-- start of Data records --
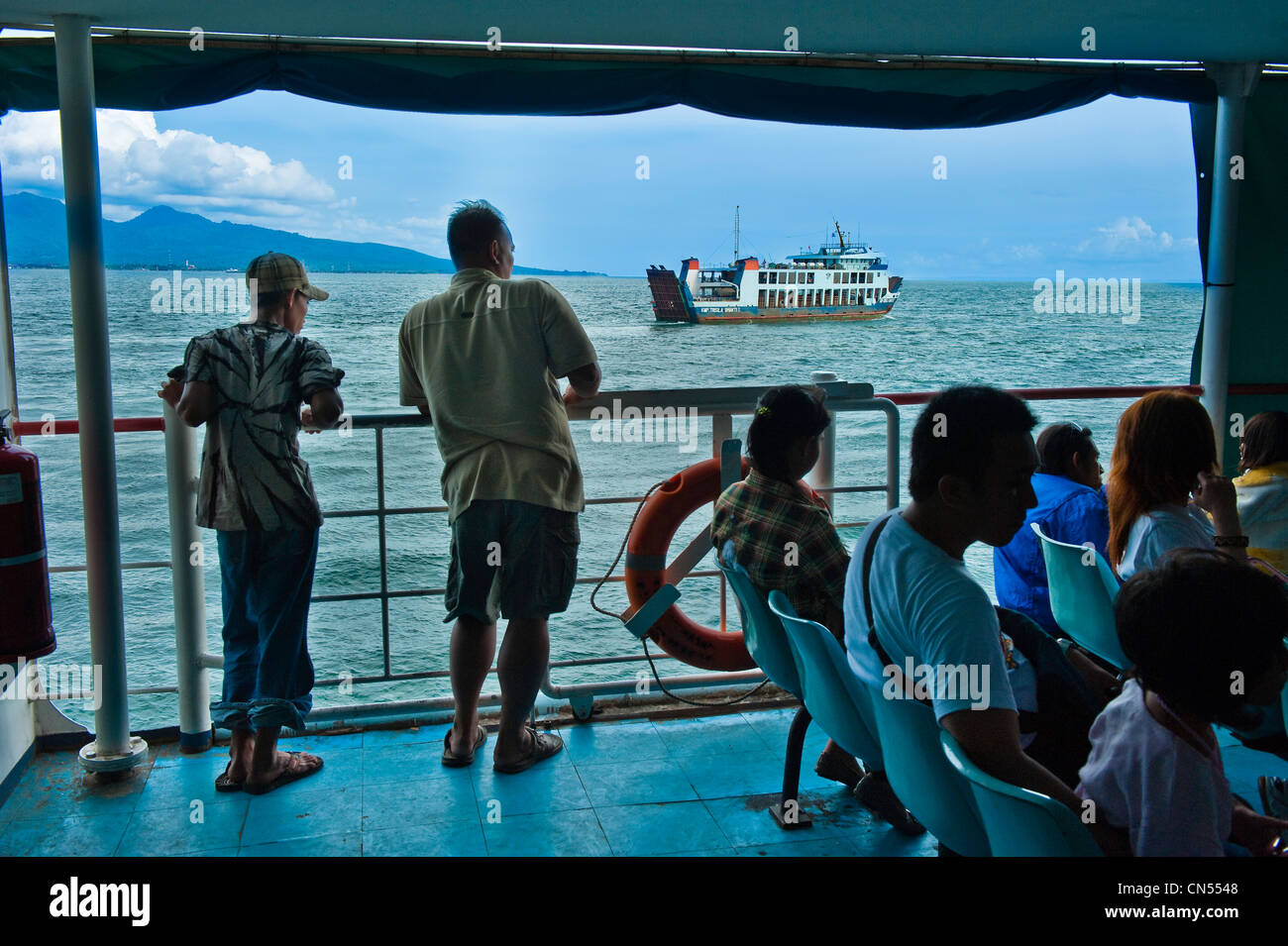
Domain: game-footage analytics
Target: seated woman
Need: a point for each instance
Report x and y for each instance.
(782, 534)
(1166, 454)
(1070, 508)
(1262, 490)
(1155, 768)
-- end of Data records --
--- What the task asks ---
Could you write out the lines of the items again with "instance" replaced by "occurrence" wherever it occurs and everything else left unchanged? Leave the pictures out.

--- Response to this task ---
Domain: game-footage analytics
Target: seated woman
Need: a point for each occurrence
Report x and y for each occurrence.
(782, 534)
(1166, 454)
(1070, 508)
(1262, 490)
(1155, 768)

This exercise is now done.